··· Fragmento proporcionado

[René, ou les effets des passions]. Narración de François – René de Chateaubriand (1768- 1848), publicada en 1802. Al igual que Atala (v.), originariamente formó parte del ciclo de los Natchez (v.), y hasta 1805 estuvo incorporada al Genio del Cristianismo (v.), con el fin de mostrar con un episodio bastante patético el poder de la palabra divina y la belleza de la religión.
Un joven francés, René (v.), refugiado en la colonia de los Natchez en la Luisiana, vive solitario en la salvaje naturaleza de aquellos lugares, y cuando del Viejo Continente le llega el anuncio de la muerte de su hermana, cuenta su vida a un viejo indio, Chactas, su padre adoptivo, y al reverendo Souél. Las inquietudes más ambiguas de la pubertad se habían manifestado en René desde los primeros años: pasó su infancia con una sensibilidad aguda y casi enferma. Entre la paz campestre y los primeros contactos con el mundo le hace de compañera de fantasías su hermana Amélie, dentro de una melancolía igualmente sutil, y, bajo ciertos aspectos, culpable, porque ambos se abandonan morbosamente al encanto de los sentimientos, a los que no oponen la guía de la razón y de la vida.
Pero René, para librarse de tantas inquietudes, deja a su hermana y va de tierra en tierra, consciente de la fragilidad de los bienes humanos, entre las ruinas que un día fueron el testimonio de la gloria en las memorias de los pueblos. Luego, desconsolado, vuelve a su casa. Amélie parece entonces huir de su presencia, casi sin acordarse del antiguo afecto. La tristeza del joven, su profundo e incurable mal, adquiere de este modo nuevas y convincentes formas: las pruebas ofrecidas por la vida le impulsan a desear la muerte como la liberación de tantos tormentos. Todas sus esperanzas se ven frustradas por la vida. La hermana le rehuye ineluctablemente y la cesión de sus bienes a René «como prueba de amistad» no hace más que volver más obscura la manera de obrar de la cual no comprende la causa. El convento aparece para ella como la resolución de un dolor del que nadie puede conocer la causa. Y en efecto, se hace monja. Pero durante la lúgubre toma de hábito (una de las páginas más cinceladas del arte del escritor) René sabe por la propia Amélie la terrible verdad: porque ella, mirando al suelo, humilde y avergonzada, pedirá a Dios que colme de sus bienes al hermano que no ha sido partícipe de su criminal pasión.

······
··· Datos

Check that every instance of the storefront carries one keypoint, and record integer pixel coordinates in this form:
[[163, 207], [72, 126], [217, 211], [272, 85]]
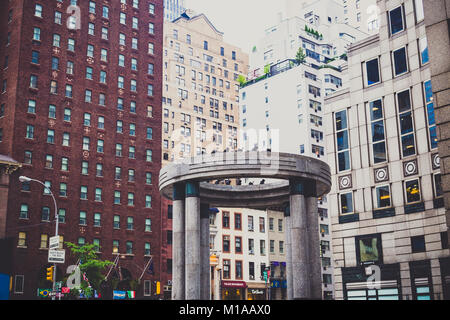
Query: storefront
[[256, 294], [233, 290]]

······

__Ejercicios propuestos__
1. Según el fragmento sobre René, ¿a quiénes cuenta el protagonista su vida?
2. Extrae sin cambios del fragmento sobre René el pasaje que va de "Un joven francés, René" a "de la vida.".

__Soluciones desarrolladas__
1. A un viejo indio, Chactas, su padre adoptivo, y al reverendo Souél.

2.
Un joven francés, René (v.), refugiado en la colonia de los Natchez en la Luisiana, vive solitario en la salvaje naturaleza de aquellos lugares, y cuando del Viejo Continente le llega el anuncio de la muerte de su hermana, cuenta su vida a un viejo indio, Chactas, su padre adoptivo, y al reverendo Souél. Las inquietudes más ambiguas de la pubertad se habían manifestado en René desde los primeros años: pasó su infancia con una sensibilidad aguda y casi enferma. Entre la paz campestre y los primeros contactos con el mundo le hace de compañera de fantasías su hermana Amélie, dentro de una melancolía igualmente sutil, y, bajo ciertos aspectos, culpable, porque ambos se abandonan morbosamente al encanto de los sentimientos, a los que no oponen la guía de la razón y de la vida.